Document segment
___
Fr John Reed, inaugural sermon,  Sunday, 5th November, 2017

Those who worship in churches spend their lives being looked down upon by saints,;they look from stained glass windows, some with serious faces, others with benign smiles, others with looks of surprise and some with a look of serendipity. Many have what one of my former colleagues called “pan lids” on their heads, a sign of holiness that their lives are different from ours. A badge of having made it into Gods presence.

A child was once asked the question what is a saint? Without hesitating she replied ‘See through people’

Our church calendar has many saints - women poorly represented in comparison to men - people from both sides of the Reformation who would have burnt each other at the stake, and even George Fox the founder of the Quakers whom the established church regularly sent to prison. Characters both ancient and more modern who in some special way have been recognised by others as having shown others something of God, of having been see through people.
___
Tasks to complete
(a) List every facial expression or look that the sermon excerpt gives for the saints in the stained glass windows.
(b) Repeat the sermon excerpt word for word between "Our church calendar" and "see through people.", inclusive.
(c) Summarize the sermon excerpt in two sentences.

Rows
___
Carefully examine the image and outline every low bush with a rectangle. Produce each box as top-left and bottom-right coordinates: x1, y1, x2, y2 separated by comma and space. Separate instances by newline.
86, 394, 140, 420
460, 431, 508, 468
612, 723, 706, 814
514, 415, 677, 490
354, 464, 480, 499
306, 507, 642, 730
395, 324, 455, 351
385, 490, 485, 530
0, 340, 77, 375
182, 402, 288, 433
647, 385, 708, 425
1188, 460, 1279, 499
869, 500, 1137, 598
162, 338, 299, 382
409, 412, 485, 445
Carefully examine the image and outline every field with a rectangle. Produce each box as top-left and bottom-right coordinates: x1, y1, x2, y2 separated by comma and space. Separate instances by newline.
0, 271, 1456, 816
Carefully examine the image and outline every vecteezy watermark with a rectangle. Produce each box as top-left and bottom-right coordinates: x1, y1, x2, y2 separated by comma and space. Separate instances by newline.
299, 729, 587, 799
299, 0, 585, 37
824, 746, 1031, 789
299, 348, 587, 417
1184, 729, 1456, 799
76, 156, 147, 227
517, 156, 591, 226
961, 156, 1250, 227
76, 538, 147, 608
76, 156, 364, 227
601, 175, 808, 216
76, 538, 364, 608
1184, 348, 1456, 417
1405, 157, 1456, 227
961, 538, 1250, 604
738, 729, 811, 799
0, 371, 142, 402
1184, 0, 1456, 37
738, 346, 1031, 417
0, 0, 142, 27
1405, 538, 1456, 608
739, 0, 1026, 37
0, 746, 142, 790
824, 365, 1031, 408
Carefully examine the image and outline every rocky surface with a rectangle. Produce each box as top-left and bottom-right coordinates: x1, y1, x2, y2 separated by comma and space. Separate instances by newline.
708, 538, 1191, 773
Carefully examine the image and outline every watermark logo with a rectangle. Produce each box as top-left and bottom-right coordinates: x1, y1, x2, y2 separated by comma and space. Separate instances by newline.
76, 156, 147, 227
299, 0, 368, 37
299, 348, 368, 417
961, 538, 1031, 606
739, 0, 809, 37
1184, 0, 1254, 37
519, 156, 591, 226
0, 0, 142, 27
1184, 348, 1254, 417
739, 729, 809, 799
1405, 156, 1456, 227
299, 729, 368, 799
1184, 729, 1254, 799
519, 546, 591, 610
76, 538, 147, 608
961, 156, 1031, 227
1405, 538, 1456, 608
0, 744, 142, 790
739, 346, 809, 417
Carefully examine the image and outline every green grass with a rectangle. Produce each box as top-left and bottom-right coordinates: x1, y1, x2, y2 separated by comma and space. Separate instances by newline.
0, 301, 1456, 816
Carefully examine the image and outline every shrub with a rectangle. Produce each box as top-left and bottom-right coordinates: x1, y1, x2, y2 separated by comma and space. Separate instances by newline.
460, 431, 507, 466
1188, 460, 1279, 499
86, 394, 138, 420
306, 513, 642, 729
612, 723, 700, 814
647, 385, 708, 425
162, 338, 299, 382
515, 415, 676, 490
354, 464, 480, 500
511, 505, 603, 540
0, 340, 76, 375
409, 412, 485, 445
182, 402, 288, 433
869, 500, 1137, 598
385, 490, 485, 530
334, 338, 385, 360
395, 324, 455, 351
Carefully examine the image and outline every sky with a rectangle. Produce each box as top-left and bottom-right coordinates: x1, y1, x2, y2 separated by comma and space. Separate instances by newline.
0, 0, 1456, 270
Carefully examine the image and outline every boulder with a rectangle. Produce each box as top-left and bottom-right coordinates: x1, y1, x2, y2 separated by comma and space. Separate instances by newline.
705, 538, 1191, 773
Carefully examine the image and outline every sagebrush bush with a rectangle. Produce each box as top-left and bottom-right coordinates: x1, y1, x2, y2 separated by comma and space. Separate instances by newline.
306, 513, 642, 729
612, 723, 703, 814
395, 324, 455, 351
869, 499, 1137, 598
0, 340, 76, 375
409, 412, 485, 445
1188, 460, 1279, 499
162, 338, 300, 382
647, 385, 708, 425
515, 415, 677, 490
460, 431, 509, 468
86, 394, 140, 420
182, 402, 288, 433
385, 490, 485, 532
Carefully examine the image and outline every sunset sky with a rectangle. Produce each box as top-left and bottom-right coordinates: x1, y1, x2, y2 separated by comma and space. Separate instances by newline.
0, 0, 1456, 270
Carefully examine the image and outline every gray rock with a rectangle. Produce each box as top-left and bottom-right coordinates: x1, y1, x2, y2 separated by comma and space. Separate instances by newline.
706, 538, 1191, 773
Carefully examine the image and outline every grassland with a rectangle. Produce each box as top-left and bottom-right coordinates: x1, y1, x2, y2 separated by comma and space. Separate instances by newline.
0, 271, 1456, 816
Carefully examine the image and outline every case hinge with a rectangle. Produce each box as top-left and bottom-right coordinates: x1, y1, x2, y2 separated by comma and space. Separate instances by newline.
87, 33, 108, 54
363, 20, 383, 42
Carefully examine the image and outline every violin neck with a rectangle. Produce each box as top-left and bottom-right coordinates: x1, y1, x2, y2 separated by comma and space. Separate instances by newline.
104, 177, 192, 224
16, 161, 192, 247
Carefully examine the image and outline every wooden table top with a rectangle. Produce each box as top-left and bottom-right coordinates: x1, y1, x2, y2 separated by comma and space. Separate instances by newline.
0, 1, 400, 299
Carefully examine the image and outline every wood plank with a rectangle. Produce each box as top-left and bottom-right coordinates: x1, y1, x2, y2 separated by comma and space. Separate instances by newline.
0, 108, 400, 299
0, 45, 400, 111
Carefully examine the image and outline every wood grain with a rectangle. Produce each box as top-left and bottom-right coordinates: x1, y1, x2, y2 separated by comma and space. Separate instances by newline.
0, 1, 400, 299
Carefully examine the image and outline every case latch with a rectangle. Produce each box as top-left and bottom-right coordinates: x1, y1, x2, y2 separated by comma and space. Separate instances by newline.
___
Task-by-task outputs
(a)
serious faces
benign smiles
looks of surprise
a look of serendipity

(b)
Our church calendar has many saints - women poorly represented in comparison to men - people from both sides of the Reformation who would have burnt each other at the stake, and even George Fox the founder of the Quakers whom the established church regularly sent to prison. Characters both ancient and more modern who in some special way have been recognised by others as having shown others something of God, of having been see through people.

(c) Saints look down on churchgoers from stained glass windows, many with "pan lids" on their heads as a sign of holiness, and a child once described saints as "see through people." The church calendar holds many saints, with women poorly represented, from both sides of the Reformation and even including George Fox, all recognized by others as having shown something of God.